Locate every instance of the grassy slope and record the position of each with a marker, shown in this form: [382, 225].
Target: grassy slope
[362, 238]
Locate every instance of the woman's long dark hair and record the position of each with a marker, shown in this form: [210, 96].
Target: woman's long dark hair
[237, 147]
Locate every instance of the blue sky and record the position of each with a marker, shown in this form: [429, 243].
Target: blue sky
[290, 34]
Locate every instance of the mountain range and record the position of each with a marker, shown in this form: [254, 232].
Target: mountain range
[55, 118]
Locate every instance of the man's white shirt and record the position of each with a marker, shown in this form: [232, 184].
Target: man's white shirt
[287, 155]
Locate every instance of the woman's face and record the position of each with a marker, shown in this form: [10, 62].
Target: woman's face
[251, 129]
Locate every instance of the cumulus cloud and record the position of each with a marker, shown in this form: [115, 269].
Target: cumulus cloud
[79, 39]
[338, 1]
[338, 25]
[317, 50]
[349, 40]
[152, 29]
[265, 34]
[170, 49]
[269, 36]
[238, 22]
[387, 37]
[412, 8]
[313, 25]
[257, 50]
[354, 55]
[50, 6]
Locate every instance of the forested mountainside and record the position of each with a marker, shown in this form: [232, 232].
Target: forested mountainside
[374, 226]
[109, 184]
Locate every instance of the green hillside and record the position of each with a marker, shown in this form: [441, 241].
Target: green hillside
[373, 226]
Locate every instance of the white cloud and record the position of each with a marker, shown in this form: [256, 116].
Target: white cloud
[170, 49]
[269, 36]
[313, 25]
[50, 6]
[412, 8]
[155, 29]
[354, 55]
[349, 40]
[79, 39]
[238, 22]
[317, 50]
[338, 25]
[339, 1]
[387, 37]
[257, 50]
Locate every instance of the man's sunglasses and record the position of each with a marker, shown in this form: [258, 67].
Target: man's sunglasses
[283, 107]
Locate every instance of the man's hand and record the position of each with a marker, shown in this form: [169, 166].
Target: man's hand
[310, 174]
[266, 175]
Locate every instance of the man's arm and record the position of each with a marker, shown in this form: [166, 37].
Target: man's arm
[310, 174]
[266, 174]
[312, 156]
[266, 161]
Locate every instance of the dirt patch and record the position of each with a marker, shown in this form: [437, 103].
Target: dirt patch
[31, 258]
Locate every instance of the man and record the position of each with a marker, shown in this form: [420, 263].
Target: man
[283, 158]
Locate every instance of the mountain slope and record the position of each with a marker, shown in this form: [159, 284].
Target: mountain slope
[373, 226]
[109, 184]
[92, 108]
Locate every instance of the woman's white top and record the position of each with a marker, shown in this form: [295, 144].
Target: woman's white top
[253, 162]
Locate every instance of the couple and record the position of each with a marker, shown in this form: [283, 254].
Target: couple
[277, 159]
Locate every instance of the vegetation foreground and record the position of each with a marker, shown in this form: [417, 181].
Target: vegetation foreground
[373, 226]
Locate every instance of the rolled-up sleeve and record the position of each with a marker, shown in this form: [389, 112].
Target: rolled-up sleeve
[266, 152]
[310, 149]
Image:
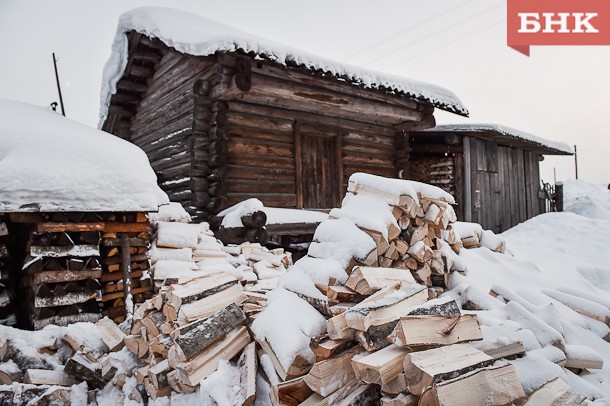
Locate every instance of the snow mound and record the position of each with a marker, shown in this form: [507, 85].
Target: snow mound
[199, 36]
[586, 199]
[50, 163]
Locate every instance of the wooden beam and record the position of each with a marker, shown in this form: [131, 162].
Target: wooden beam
[126, 267]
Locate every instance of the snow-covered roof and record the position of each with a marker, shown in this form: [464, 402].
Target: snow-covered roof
[199, 36]
[510, 135]
[49, 163]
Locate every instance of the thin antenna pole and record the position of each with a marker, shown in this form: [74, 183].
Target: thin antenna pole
[61, 100]
[576, 161]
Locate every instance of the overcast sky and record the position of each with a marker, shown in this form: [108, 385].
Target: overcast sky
[559, 93]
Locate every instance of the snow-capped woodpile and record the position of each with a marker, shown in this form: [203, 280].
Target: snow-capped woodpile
[335, 329]
[74, 268]
[7, 296]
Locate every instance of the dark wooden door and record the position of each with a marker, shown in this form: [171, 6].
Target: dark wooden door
[320, 170]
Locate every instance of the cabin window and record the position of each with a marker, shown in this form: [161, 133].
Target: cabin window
[319, 164]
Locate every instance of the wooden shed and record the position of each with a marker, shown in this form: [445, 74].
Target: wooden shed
[492, 170]
[74, 229]
[224, 116]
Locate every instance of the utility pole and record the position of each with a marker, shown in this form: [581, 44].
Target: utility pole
[61, 100]
[576, 161]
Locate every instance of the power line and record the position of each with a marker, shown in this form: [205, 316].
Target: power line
[427, 37]
[410, 28]
[443, 45]
[570, 123]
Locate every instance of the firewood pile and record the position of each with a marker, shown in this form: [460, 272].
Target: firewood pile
[135, 239]
[351, 323]
[7, 296]
[74, 265]
[388, 339]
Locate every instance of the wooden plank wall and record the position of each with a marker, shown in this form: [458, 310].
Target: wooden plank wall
[504, 185]
[162, 126]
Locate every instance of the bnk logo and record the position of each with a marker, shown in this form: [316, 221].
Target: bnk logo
[557, 22]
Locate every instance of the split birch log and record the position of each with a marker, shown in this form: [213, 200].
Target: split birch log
[424, 331]
[137, 345]
[199, 288]
[366, 280]
[582, 357]
[3, 348]
[109, 367]
[395, 386]
[501, 349]
[248, 364]
[342, 294]
[420, 251]
[382, 366]
[81, 368]
[292, 392]
[386, 309]
[200, 367]
[581, 306]
[48, 377]
[403, 201]
[194, 337]
[327, 376]
[154, 392]
[555, 393]
[209, 305]
[298, 367]
[177, 385]
[497, 385]
[329, 348]
[338, 329]
[424, 368]
[111, 334]
[403, 399]
[158, 374]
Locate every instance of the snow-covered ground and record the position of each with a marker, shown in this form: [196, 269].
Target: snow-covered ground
[556, 267]
[564, 255]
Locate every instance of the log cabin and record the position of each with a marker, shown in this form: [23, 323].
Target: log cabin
[73, 220]
[225, 116]
[491, 170]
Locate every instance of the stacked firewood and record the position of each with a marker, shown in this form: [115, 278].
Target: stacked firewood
[78, 264]
[62, 272]
[7, 313]
[418, 233]
[388, 338]
[183, 338]
[134, 239]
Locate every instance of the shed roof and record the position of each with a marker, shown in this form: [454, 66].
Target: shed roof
[506, 136]
[199, 36]
[49, 163]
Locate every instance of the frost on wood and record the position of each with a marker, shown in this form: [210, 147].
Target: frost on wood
[199, 36]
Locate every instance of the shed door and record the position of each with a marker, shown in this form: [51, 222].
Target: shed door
[320, 170]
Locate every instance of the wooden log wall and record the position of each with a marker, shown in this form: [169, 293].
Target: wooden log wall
[271, 126]
[224, 128]
[163, 125]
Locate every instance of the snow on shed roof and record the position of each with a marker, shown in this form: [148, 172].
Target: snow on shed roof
[540, 144]
[199, 36]
[49, 163]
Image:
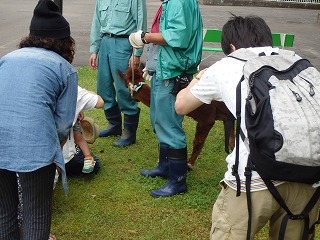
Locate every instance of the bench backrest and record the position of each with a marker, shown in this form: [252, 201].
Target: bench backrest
[214, 36]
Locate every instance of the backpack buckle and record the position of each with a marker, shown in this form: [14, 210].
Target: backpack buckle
[298, 217]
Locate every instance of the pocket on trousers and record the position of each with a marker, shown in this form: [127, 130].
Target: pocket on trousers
[220, 231]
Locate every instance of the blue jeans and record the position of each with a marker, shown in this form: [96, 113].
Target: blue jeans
[37, 191]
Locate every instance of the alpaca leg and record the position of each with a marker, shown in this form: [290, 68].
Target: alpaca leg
[200, 137]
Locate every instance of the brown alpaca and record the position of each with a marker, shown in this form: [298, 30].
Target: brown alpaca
[205, 115]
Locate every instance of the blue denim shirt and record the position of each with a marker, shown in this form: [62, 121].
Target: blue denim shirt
[38, 94]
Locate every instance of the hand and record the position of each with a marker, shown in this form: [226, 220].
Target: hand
[146, 75]
[200, 74]
[136, 60]
[80, 116]
[135, 39]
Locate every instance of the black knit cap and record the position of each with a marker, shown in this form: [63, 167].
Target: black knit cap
[47, 21]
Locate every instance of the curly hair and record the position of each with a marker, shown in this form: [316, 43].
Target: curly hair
[65, 47]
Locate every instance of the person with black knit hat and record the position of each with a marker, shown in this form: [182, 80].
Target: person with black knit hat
[38, 94]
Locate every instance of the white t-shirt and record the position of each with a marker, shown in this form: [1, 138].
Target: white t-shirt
[219, 82]
[85, 101]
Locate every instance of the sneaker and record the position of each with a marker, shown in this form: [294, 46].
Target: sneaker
[88, 165]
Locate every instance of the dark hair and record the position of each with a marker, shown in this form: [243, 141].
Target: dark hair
[244, 32]
[64, 47]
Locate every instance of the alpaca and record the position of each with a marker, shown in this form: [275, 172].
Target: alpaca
[205, 115]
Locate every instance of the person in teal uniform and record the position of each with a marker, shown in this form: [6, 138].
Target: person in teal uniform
[112, 23]
[179, 54]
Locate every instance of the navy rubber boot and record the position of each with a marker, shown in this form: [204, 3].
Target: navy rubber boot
[162, 170]
[177, 174]
[114, 127]
[128, 136]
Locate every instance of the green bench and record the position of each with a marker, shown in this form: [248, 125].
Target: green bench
[214, 36]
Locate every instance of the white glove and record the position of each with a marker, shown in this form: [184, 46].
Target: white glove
[135, 39]
[146, 75]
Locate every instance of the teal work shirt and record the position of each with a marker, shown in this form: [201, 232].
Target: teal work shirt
[181, 27]
[119, 17]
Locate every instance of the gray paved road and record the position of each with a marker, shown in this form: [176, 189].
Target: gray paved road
[15, 18]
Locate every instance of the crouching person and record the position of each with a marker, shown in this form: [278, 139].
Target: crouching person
[77, 156]
[219, 82]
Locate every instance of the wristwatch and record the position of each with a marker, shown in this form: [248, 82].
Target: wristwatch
[143, 39]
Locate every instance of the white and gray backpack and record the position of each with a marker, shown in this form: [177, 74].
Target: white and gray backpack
[282, 117]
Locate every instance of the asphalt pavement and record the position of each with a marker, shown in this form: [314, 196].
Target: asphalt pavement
[15, 19]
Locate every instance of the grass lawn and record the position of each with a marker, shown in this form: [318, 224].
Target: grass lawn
[115, 203]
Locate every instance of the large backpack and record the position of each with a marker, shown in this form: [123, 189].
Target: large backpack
[282, 117]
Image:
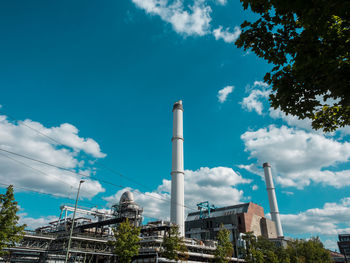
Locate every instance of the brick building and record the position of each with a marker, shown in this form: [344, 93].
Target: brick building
[242, 218]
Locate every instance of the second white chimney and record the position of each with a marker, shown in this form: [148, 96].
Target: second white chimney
[275, 215]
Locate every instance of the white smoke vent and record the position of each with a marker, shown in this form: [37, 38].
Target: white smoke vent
[177, 209]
....
[Do this] Copy the items from the line with "Locate every instance of the gray" through the last item, putting "dot" in place of "marker" and keeping everything else the same. Leave the pictures out.

[Output of the exercise]
Locate every instance of the gray paved road and record the position of each with a dot, shown in this form: [176, 189].
Target: gray paved road
[15, 18]
Locate every instance of the crouching person and record the position of each with a dot, shown in this form: [278, 139].
Target: crouching person
[77, 156]
[219, 82]
Locate every instance of the wristwatch and record the position of each with a dot, shown in this form: [248, 82].
Target: wristwatch
[143, 39]
Locate every instance of the white and gray backpack and record the position of each with a dot, shown in this form: [177, 74].
Target: white and gray backpack
[282, 117]
Locate every instance of the asphalt pavement and record the position of each with a dot, shown in this form: [314, 196].
Target: asphalt pavement
[15, 19]
Locate every instance of the grass lawn and record the position of each with a dot, shown in this form: [318, 224].
Target: grass lawn
[115, 203]
Locate every instance of the large backpack and record the position of each with a dot, shown in this form: [123, 189].
Target: large backpack
[282, 117]
Image:
Locate every instance of the brick building and record the position of each with a dot, shown in this form: [344, 93].
Target: brick building
[242, 218]
Locate every instance of the second white chimney and record the position of each with a dot, shown in this form: [148, 96].
Target: second white chimney
[275, 215]
Locate every instance of the white smoke vent and record the position of each with a dot, shown in this form: [37, 38].
Target: white smoke vent
[177, 209]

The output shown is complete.